_EXTRACT PROVIDED_.
***
U.S. patent application number 09/928671 was filed with the patent office on 2003-02-13 for cache architecture to reduce leakage power consumption.
Invention is credited to O'Connor, Dennis M..
Application Number | 20030033483 09/928671 |
Document ID | / |
Family ID | 25456590 |
Filed Date | 2003-02-13 |
United States Patent
Application |
20030033483 |
Kind Code |
A1 |
O'Connor, Dennis M. |
February 13, 2003 |
Cache architecture to reduce leakage power consumption
Abstract
By dividing a cache into a core and a level 2 cache, faster
components may be used in the core and slower components may be
used in the level 2 cache. Functions that do not need to use the
faster components, including the logic to manage the core, may be
placed in a level 2 cache. As a result, the core may be of reduced
size and multilevel cache with reduced leakage current may result
in some embodiments.
Inventors: |
O'Connor, Dennis M.;
(Chandler, AZ) |
Correspondence
Address: |
Timothy N. Trop
TROP, PRUNER & HU, P.C.
8554 KATY FWY, STE 100
HOUSTON
TX
77024-1805
US
|
Family ID: |
25456590 |
Appl. No.: |
09/928671 |
Filed: |
August 13, 2001 |
Current U.S.
***
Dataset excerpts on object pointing
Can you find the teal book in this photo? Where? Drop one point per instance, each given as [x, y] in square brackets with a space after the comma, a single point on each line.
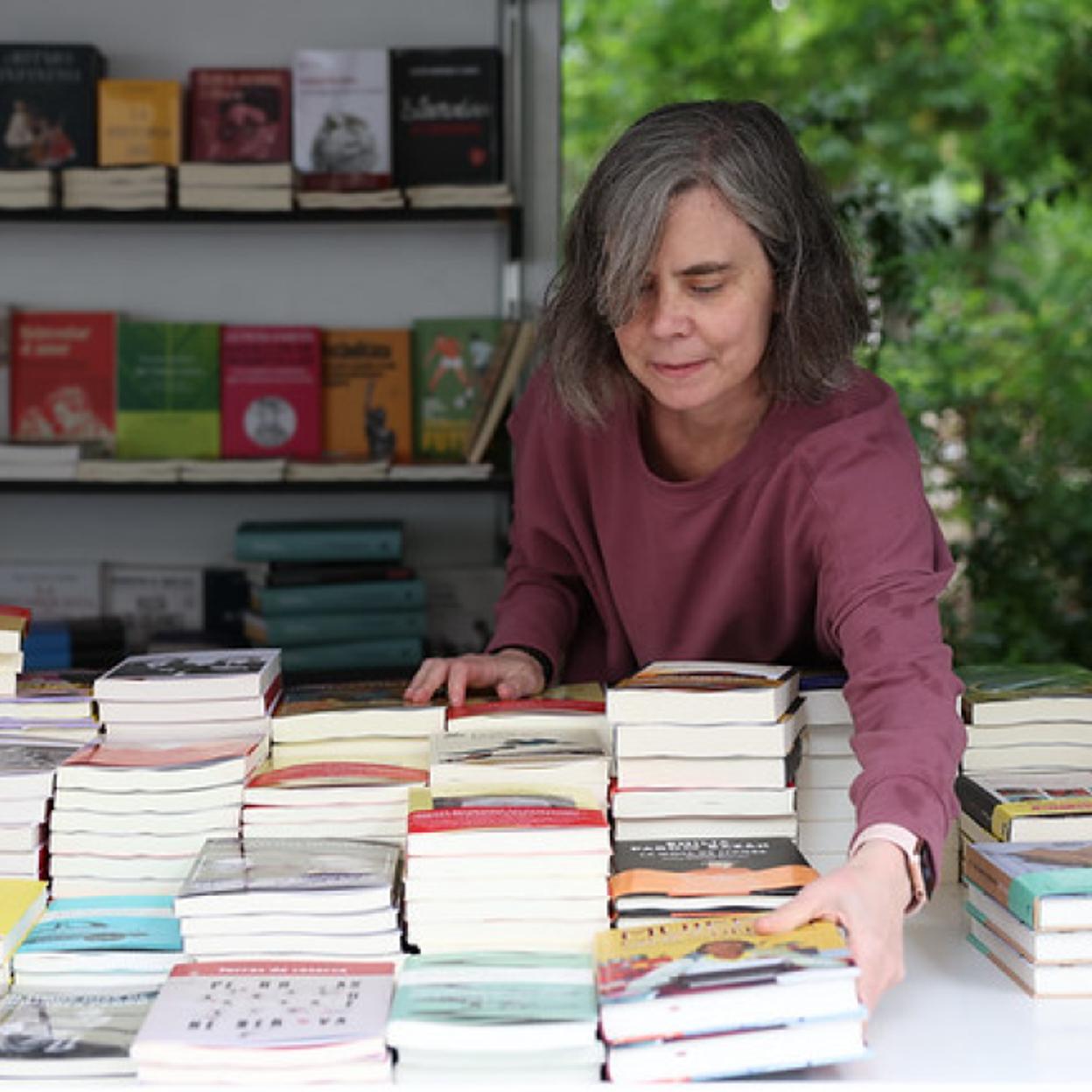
[168, 390]
[452, 360]
[340, 598]
[371, 654]
[286, 631]
[319, 541]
***
_PROBLEM_.
Please answer these questions using the patent listing above:
1. What kind of components does the abstract say may be used in the level 2 cache?
2. What city and state are given for the inventor?
3. What Family ID does the patent listing show?

_TASK RESULT_.
1. Slower components.
2. Chandler, AZ.
3. 25456590.